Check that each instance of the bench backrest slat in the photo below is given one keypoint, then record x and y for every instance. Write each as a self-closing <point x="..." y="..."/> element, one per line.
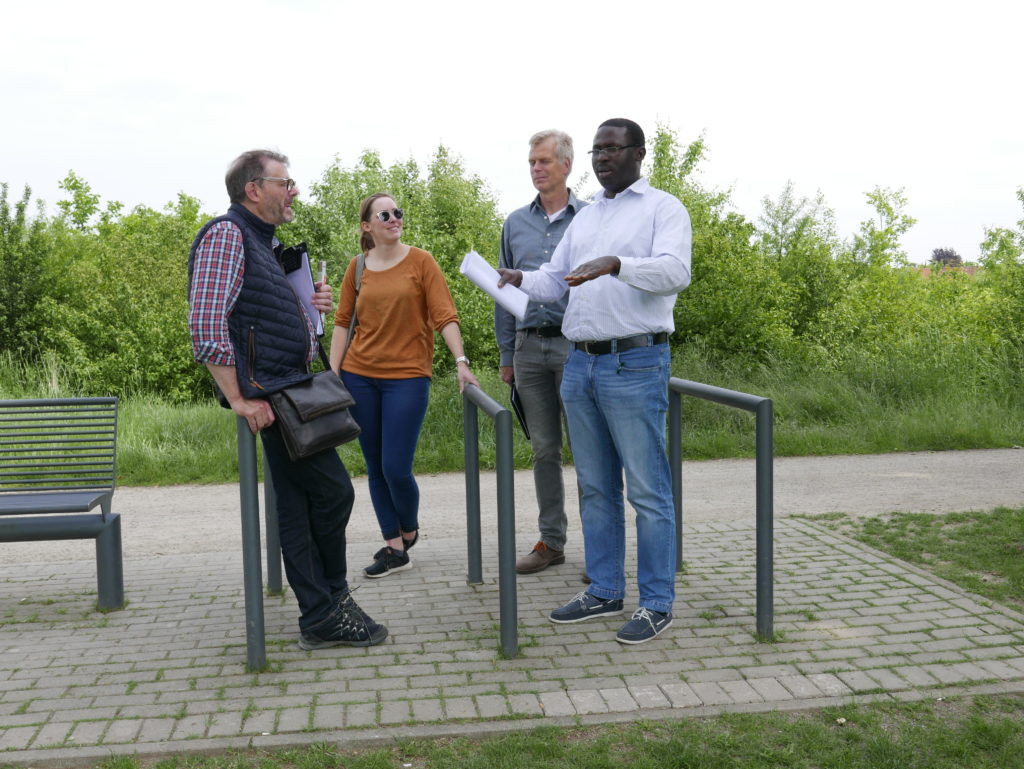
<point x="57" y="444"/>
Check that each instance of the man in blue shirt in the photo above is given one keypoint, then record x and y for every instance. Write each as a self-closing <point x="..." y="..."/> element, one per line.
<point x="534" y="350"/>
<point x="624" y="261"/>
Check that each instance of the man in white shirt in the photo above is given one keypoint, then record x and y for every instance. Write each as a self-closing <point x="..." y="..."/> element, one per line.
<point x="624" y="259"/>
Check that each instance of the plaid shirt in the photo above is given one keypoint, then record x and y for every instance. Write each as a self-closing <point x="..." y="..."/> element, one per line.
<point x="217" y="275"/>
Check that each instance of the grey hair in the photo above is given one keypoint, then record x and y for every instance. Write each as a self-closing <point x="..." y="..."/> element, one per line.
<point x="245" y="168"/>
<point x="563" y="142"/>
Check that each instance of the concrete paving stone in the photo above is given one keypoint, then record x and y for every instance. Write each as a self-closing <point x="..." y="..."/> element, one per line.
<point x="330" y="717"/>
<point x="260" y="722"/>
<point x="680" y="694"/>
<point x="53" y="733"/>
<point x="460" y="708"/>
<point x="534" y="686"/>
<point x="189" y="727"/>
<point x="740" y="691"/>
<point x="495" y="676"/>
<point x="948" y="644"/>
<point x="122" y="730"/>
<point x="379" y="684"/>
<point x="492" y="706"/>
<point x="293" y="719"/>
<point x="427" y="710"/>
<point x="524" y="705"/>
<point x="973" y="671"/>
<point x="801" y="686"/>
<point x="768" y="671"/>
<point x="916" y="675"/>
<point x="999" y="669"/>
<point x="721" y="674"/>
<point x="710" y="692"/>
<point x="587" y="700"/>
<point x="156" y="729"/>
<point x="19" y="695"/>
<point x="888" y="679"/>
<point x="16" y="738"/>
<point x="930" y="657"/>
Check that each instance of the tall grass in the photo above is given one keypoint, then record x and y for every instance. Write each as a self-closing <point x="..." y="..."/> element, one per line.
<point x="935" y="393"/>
━━━━━━━━━━━━━━━━
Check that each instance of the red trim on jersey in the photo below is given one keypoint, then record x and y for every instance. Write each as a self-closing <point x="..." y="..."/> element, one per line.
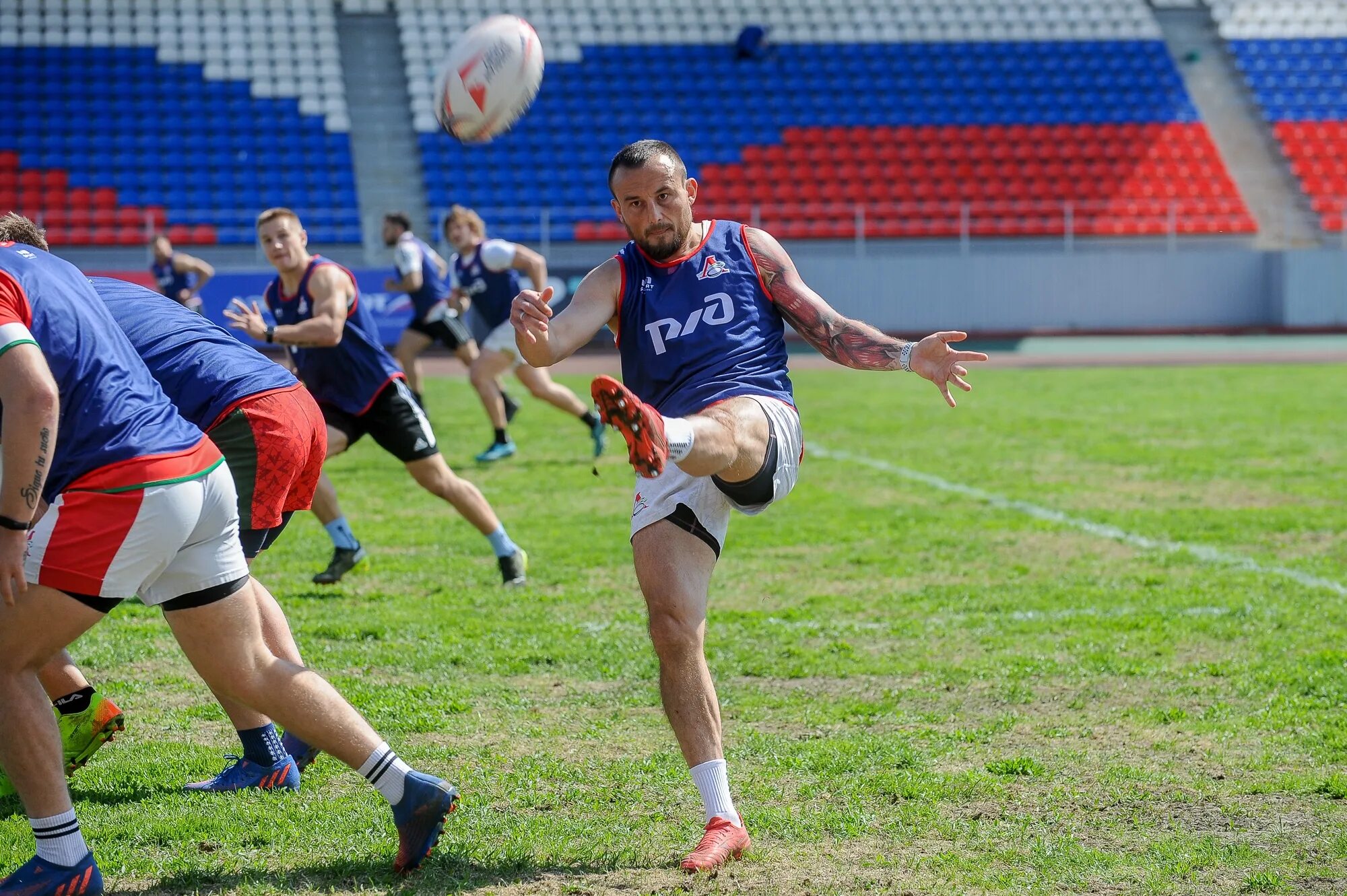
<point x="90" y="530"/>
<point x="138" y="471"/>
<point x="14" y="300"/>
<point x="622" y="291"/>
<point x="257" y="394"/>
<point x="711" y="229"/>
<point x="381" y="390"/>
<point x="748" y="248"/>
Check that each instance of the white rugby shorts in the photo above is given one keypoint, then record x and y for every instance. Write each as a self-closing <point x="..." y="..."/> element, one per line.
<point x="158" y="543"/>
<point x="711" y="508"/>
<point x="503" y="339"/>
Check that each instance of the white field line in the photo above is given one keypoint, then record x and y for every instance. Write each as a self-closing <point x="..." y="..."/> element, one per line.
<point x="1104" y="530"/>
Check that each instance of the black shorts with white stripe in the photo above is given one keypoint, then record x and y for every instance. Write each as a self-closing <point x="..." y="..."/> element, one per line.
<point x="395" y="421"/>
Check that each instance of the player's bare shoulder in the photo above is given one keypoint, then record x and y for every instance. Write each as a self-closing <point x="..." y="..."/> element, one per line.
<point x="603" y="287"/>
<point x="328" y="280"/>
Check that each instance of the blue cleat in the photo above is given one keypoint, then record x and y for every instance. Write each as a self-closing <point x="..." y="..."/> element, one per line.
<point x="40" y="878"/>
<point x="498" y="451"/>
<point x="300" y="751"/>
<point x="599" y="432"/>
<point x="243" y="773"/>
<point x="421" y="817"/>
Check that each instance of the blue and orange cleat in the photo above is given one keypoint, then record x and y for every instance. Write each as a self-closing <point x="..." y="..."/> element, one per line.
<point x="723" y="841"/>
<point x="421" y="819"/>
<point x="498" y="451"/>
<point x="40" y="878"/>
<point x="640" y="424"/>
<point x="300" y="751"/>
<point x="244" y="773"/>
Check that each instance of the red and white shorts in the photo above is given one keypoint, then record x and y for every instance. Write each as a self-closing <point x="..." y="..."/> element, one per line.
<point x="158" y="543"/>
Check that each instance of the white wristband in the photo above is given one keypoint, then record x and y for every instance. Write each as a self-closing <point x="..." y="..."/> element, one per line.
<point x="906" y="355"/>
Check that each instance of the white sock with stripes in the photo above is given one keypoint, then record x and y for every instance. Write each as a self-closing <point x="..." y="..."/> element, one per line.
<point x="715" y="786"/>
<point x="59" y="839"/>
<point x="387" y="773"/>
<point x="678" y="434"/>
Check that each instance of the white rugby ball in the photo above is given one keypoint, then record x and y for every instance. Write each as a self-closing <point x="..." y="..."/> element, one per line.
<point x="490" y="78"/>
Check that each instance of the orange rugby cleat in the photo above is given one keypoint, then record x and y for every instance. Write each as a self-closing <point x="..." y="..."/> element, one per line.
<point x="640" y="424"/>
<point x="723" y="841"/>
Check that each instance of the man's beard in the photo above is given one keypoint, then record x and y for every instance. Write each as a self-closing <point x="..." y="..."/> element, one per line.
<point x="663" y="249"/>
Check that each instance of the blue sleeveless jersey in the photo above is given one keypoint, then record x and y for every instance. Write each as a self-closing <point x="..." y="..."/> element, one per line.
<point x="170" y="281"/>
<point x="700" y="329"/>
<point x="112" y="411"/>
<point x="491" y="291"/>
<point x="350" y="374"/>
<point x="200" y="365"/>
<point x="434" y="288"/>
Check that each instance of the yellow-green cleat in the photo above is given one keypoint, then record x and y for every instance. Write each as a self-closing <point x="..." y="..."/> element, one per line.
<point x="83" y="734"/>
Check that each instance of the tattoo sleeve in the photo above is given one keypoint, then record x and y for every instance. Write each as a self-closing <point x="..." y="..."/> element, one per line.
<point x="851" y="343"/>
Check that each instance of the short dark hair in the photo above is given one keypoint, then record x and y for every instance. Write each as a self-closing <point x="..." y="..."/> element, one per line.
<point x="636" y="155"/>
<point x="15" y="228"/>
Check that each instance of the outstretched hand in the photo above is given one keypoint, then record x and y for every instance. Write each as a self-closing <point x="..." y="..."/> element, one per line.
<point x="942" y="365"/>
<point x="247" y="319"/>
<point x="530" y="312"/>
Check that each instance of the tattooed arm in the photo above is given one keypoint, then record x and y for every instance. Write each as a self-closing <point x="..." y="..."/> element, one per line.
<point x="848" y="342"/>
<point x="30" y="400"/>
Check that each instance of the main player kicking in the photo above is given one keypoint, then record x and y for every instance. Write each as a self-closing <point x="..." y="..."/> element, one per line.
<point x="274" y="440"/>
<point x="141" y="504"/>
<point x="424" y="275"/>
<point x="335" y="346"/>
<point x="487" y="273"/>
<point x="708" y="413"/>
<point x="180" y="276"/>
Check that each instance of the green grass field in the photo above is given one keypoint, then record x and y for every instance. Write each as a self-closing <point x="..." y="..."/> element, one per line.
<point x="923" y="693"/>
━━━━━━━━━━━━━━━━
Pick out every line of the material above that contains the word "green", and copy each one in full.

» Final answer
Check that each instance of the yellow-green cleat in the photo above is given one keypoint, then record x and y for every instance. Write each as a self-closing <point x="..." y="..."/> element, one per line.
Check that each instance of the green grass field in the photo above is given one keypoint, then record x and y for every instance. Write each as a self-closing <point x="..." y="..."/> element, one per line.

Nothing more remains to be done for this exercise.